Dataset entries:
'''

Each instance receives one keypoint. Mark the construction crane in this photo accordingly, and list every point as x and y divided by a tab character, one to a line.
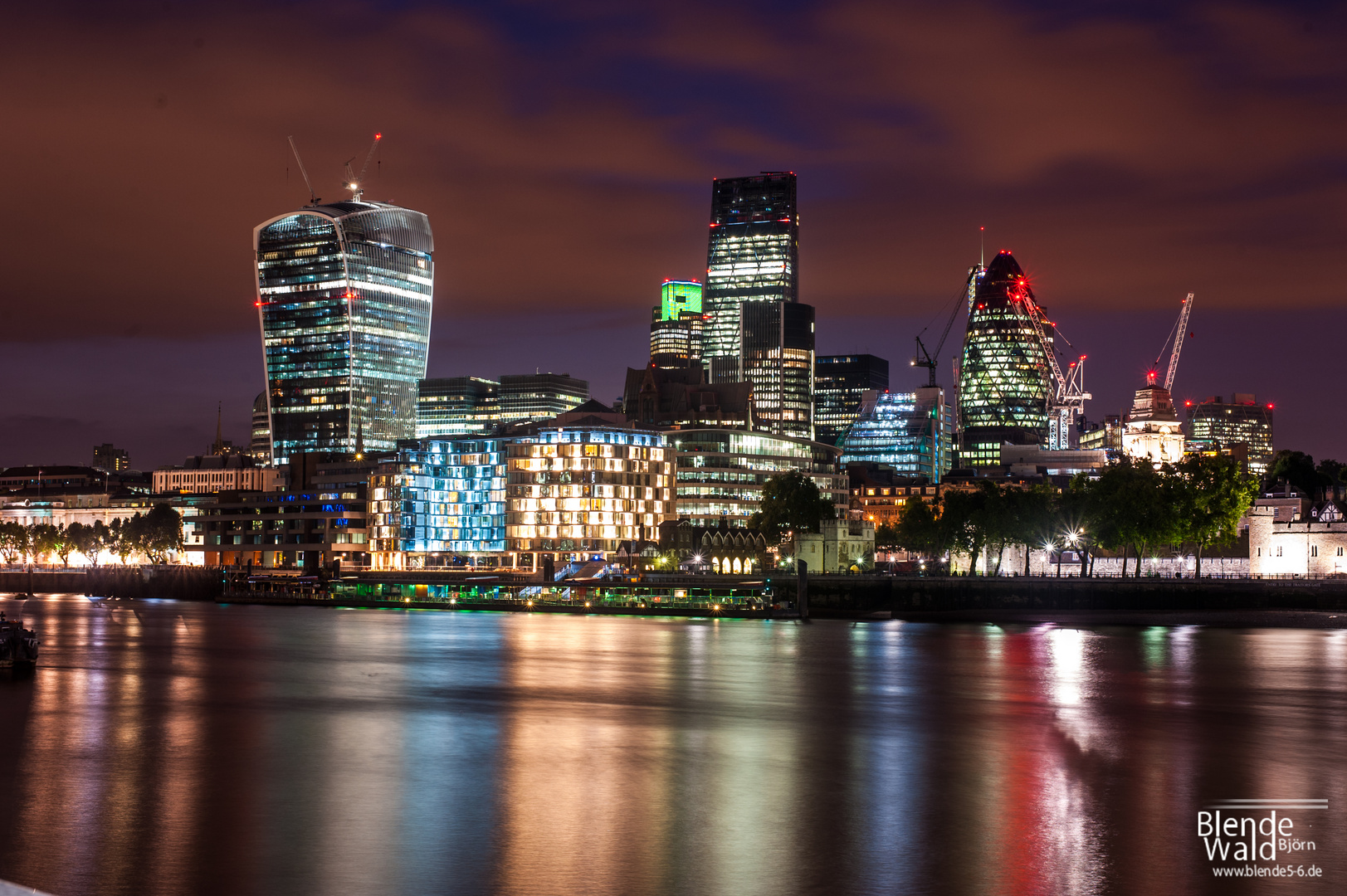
1178	336
356	183
313	200
929	358
1067	394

'''

The task
Leaving the pictures behind, return every line above exactly.

Written solution
Each instance receives one keypoint. Mark the construction crane in this photo accordingly, and list every point as x and y divided by a tab character, one to a line.
1178	336
356	183
313	200
929	358
1067	394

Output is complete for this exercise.